▶ DATA RECORDS
—————

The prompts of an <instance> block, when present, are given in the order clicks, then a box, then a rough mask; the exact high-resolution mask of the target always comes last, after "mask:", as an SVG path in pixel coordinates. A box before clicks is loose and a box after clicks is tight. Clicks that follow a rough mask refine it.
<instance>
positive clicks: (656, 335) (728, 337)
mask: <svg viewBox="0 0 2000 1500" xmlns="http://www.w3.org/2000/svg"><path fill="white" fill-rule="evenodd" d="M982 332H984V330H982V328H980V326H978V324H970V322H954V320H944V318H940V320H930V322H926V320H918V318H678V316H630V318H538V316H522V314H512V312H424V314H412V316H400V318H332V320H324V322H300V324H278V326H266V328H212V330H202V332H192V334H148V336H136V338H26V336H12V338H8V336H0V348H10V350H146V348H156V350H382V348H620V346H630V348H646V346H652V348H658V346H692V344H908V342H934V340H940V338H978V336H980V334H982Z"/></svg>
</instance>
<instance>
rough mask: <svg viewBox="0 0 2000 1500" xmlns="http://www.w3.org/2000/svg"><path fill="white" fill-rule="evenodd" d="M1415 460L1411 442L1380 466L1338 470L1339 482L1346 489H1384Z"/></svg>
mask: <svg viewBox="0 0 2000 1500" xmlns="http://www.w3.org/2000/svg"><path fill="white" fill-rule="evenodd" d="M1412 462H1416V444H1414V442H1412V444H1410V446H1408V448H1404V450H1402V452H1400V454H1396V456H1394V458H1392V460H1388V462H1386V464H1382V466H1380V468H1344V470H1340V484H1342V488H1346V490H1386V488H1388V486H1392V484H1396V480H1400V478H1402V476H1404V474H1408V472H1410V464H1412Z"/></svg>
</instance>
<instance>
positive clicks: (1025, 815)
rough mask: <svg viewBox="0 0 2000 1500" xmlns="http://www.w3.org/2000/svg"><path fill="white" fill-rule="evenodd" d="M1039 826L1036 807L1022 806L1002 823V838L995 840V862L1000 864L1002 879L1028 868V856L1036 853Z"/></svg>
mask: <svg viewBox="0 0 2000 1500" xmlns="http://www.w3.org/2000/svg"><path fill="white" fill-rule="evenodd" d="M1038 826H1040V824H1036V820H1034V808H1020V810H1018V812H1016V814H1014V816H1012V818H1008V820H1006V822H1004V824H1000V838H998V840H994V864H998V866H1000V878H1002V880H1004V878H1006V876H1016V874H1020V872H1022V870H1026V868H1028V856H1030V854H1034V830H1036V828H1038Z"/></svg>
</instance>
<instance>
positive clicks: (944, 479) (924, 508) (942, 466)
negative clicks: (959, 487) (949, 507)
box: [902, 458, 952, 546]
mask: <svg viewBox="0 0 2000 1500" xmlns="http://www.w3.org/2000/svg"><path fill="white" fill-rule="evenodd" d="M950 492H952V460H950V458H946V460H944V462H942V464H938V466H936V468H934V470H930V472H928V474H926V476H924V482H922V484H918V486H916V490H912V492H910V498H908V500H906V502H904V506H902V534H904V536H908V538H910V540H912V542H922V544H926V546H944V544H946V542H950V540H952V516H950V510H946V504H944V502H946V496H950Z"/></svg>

—————

▶ EXERCISE REQUIREMENTS
Every entry above has to be returned exactly as written.

▶ SOLVED PROBLEM
The prompts of an <instance> block, when present, are given in the order clicks, then a box, then a rough mask; the exact high-resolution mask of the target always comes last, after "mask:", as an SVG path in pixel coordinates. A box before clicks is loose and a box after clicks is tight. Clicks that follow a rough mask refine it.
<instance>
positive clicks: (656, 335) (728, 337)
mask: <svg viewBox="0 0 2000 1500" xmlns="http://www.w3.org/2000/svg"><path fill="white" fill-rule="evenodd" d="M982 332H984V330H982V328H980V326H978V324H970V322H954V320H944V318H940V320H930V322H926V320H918V318H678V316H630V318H538V316H522V314H512V312H424V314H412V316H400V318H332V320H324V322H300V324H278V326H266V328H212V330H202V332H192V334H148V336H136V338H26V336H12V338H8V336H0V348H10V350H146V348H156V350H382V348H620V346H630V348H646V346H652V348H658V346H692V344H908V342H934V340H940V338H978V336H980V334H982Z"/></svg>
</instance>
<instance>
rough mask: <svg viewBox="0 0 2000 1500" xmlns="http://www.w3.org/2000/svg"><path fill="white" fill-rule="evenodd" d="M1415 460L1411 442L1380 466L1338 470L1339 482L1346 489H1384Z"/></svg>
mask: <svg viewBox="0 0 2000 1500" xmlns="http://www.w3.org/2000/svg"><path fill="white" fill-rule="evenodd" d="M1412 462H1416V444H1414V442H1412V444H1410V446H1408V448H1404V450H1402V452H1400V454H1396V456H1394V458H1392V460H1388V462H1386V464H1382V466H1380V468H1344V470H1340V484H1342V488H1346V490H1386V488H1388V486H1392V484H1396V480H1400V478H1402V476H1404V474H1408V472H1410V464H1412Z"/></svg>
</instance>
<instance>
positive clicks: (1025, 815)
rough mask: <svg viewBox="0 0 2000 1500" xmlns="http://www.w3.org/2000/svg"><path fill="white" fill-rule="evenodd" d="M1039 826L1036 807L1022 806L1002 823V838L995 840V862L1000 864L1002 879L1028 868V856L1036 853Z"/></svg>
mask: <svg viewBox="0 0 2000 1500" xmlns="http://www.w3.org/2000/svg"><path fill="white" fill-rule="evenodd" d="M1038 826H1040V824H1036V820H1034V808H1020V810H1018V812H1016V814H1014V816H1012V818H1008V820H1006V822H1004V824H1000V838H998V840H994V864H998V866H1000V878H1002V880H1004V878H1006V876H1016V874H1020V872H1022V870H1026V868H1028V856H1030V854H1034V830H1036V828H1038Z"/></svg>
</instance>
<instance>
positive clicks: (944, 479) (924, 508) (942, 466)
negative clicks: (959, 487) (949, 507)
box: [902, 458, 952, 546]
mask: <svg viewBox="0 0 2000 1500" xmlns="http://www.w3.org/2000/svg"><path fill="white" fill-rule="evenodd" d="M950 492H952V460H950V458H946V460H944V462H942V464H938V466H936V468H934V470H930V472H928V474H926V476H924V482H922V484H918V486H916V490H912V492H910V498H908V500H906V502H904V506H902V534H904V536H908V538H910V540H912V542H922V544H926V546H944V544H946V542H950V540H952V516H950V510H946V504H944V502H946V496H950Z"/></svg>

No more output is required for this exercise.